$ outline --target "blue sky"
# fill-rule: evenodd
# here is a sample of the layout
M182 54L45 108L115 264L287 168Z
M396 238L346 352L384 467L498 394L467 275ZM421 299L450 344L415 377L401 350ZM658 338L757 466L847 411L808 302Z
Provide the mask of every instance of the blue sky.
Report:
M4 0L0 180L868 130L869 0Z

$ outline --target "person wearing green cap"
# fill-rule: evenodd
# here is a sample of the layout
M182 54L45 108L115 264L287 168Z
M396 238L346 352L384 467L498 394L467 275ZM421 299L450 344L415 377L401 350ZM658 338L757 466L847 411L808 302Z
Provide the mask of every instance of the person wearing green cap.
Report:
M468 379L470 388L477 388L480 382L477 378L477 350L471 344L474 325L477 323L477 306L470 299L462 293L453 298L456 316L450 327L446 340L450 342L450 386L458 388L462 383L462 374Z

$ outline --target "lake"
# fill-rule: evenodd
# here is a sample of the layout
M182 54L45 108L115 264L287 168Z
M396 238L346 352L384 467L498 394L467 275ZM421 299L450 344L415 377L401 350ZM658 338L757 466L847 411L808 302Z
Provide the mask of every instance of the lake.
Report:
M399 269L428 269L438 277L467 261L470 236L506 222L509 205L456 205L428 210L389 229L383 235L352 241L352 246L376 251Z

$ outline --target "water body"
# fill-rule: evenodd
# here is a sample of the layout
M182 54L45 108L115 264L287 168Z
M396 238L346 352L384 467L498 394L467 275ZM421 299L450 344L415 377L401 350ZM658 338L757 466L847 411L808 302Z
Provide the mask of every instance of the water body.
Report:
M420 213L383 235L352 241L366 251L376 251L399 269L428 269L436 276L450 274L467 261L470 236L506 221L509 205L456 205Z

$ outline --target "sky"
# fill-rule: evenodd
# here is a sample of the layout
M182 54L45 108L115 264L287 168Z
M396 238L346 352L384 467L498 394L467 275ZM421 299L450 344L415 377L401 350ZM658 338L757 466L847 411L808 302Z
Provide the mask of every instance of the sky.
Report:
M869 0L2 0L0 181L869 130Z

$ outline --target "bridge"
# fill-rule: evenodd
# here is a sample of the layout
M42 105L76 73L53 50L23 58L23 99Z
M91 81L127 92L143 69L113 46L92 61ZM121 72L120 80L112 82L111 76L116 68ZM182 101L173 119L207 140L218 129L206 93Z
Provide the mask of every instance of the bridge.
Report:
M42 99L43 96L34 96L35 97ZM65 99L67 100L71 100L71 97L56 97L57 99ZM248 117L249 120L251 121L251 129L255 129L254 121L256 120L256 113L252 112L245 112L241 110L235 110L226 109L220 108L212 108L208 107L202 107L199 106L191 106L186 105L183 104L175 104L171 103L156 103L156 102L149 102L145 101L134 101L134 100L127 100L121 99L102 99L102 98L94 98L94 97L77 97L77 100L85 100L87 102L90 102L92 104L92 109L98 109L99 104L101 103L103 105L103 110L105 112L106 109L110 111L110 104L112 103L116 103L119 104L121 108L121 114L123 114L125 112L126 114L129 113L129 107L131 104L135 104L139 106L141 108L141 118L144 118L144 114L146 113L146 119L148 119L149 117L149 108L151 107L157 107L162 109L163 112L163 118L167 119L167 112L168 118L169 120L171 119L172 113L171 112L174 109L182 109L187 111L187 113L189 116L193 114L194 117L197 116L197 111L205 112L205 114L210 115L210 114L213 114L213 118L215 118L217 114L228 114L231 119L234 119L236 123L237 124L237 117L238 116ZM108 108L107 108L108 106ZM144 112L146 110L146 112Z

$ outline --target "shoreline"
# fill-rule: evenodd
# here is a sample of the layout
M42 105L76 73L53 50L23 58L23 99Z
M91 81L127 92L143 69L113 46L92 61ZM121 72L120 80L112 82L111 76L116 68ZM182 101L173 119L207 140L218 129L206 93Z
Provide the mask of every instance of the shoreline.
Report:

^^^^^^^^^^^^^^^^

Stated problem> Each record above must be given again exactly.

Reply to the task>
$ outline --target "blue sky"
# fill-rule: evenodd
# here is a sample of the layout
M182 54L45 108L115 264L287 168Z
M396 238L346 352L384 467L498 394L467 275ZM421 299L450 344L415 377L401 350ZM658 338L757 466L847 411L808 302Z
Provide the mask of every instance of the blue sky.
Report:
M4 0L0 180L868 130L869 0Z

$ outline --target "person wearing green cap"
# fill-rule: evenodd
# here is a sample of the layout
M182 54L45 108L115 264L287 168Z
M396 238L346 352L384 467L498 394L467 275ZM421 299L450 344L415 377L401 350ZM658 338L757 466L847 411L808 302Z
Provide the mask of every instance of the person wearing green cap.
Report:
M468 379L470 388L477 388L480 382L477 378L477 350L471 344L474 325L477 323L477 306L470 299L462 293L453 298L456 316L450 327L446 340L450 342L450 386L458 388L462 383L462 374Z

$ outline --target "lake"
# fill-rule: evenodd
# here is a sample of the layout
M182 54L45 108L115 264L287 168Z
M396 238L346 352L384 467L498 394L467 275ZM421 299L450 344L415 377L401 350ZM658 338L757 466L847 411L808 302Z
Provide the mask of every instance of the lake.
Report:
M399 269L428 269L438 277L467 261L470 236L506 222L509 205L456 205L428 210L389 229L383 235L352 241L352 246L376 251Z

$ outline --target "water body"
# fill-rule: evenodd
# here is a sample of the layout
M182 54L45 108L115 264L287 168Z
M396 238L346 352L384 467L498 394L467 275ZM421 299L450 344L415 377L401 350ZM658 338L757 466L847 411L808 302Z
Provide the mask of every instance of the water body.
Report:
M420 213L383 235L352 241L366 251L376 251L399 269L428 269L436 276L450 274L467 261L470 236L506 221L509 205L456 205Z

$ outline --target "sky"
# fill-rule: evenodd
# here is a sample of the layout
M182 54L45 108L115 264L287 168Z
M396 238L346 352L384 467L498 394L467 275ZM421 299L450 344L415 377L401 350ZM658 338L757 466L847 411L808 302Z
Provide the mask of every instance of the sky.
Report:
M869 0L2 0L0 181L869 130Z

$ outline --target "bridge"
# fill-rule: evenodd
# here is a sample of the layout
M42 105L76 73L53 50L23 58L23 99Z
M91 81L127 92L143 69L113 46L92 61ZM121 72L120 80L112 82L111 76L116 68ZM182 101L173 119L207 140L218 129L206 93Z
Provide the mask of every instance of the bridge.
Report:
M42 99L43 96L34 96L35 97ZM65 99L67 100L71 100L71 97L56 97L57 99ZM248 117L249 120L251 121L251 129L255 129L254 121L256 120L256 113L252 112L245 112L241 110L235 110L226 109L220 108L212 108L208 107L202 107L199 106L191 106L186 105L183 104L175 104L171 103L156 103L156 102L149 102L145 101L134 101L134 100L127 100L121 99L102 99L102 98L94 98L94 97L77 97L77 100L85 100L87 102L90 102L92 104L92 109L98 109L99 104L101 103L103 105L103 110L105 112L106 109L110 111L110 104L112 103L116 103L119 104L121 108L121 114L123 114L125 112L126 114L129 113L129 107L131 104L135 104L139 106L141 108L141 118L144 118L144 114L146 113L146 119L148 119L149 117L149 108L151 107L157 107L162 109L163 112L163 118L167 119L167 112L168 118L169 120L171 119L172 113L171 112L174 109L182 109L187 111L187 113L189 116L193 114L194 117L197 116L197 111L205 112L205 114L210 115L210 114L213 114L213 118L215 118L217 114L228 114L231 119L234 119L236 123L237 124L237 117L238 116ZM108 108L107 108L108 106ZM144 112L146 110L146 112Z

$ outline --target "shoreline"
# fill-rule: evenodd
# here is a sample of the layout
M42 105L76 73L53 50L23 58L23 99Z
M91 81L127 92L143 69L113 46L92 61ZM121 72L120 80L112 82L111 76L116 68ZM182 101L173 119L207 140L218 129L206 93Z
Provide the mask of every instance of the shoreline.
Report:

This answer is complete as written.